Conjunto de tarefas:
**a.** Liste todos os números escritos por extenso no texto sobre a Conferência Nacional de Ciência, Tecnologia e Inovação, junto com o que cada um quantifica.
**b.** Devolva, sem nenhuma alteração, o trecho do texto sobre a conferência que se inicia nas palavras que contêm "Quase dois mil" e se encerra em "de nossa população.".

Texto selecionado:
# # #

Da Conferência de Ciência, Tecnologia e Inovação ao Plano Estratégico: e agora?

O Brasil precisa de uma estratégia clara para transformar propostas em ações que promovam desenvolvimento justo e sustentável.

Abertura da 5ª Conferência Nacional de Ciência, Tecnologia e Inovação, em Brasília | Foto: Marcelo Camargo/Agência Brasil

Quase dois mil participantes. Trezentas reuniões preparatórias em todo o país. Mais de duzentos expositores. Quatorze anos após a última. Fazia-se necessário. Superar o negacionismo e fazer com que o país retome seu desenvolvimento fortemente alicerçado em Ciência, Tecnologia e Inovação, um compromisso, um norte para as transformações necessárias, caminho seguro para a melhoria da qualidade de vida e busca de dignidade de nossa população.

# # #

Material extraído:
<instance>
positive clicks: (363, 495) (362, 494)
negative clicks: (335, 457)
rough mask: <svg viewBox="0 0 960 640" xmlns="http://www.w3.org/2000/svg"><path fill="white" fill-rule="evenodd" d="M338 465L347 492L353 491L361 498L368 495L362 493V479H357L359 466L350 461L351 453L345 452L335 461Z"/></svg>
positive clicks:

# # #

Respostas a seguir:
**a.**
- Quase dois mil participantes
- Trezentas reuniões preparatórias em todo o país
- Mais de duzentos expositores
- Quatorze anos após a última

**b.**
Quase dois mil participantes. Trezentas reuniões preparatórias em todo o país. Mais de duzentos expositores. Quatorze anos após a última. Fazia-se necessário. Superar o negacionismo e fazer com que o país retome seu desenvolvimento fortemente alicerçado em Ciência, Tecnologia e Inovação, um compromisso, um norte para as transformações necessárias, caminho seguro para a melhoria da qualidade de vida e busca de dignidade de nossa população.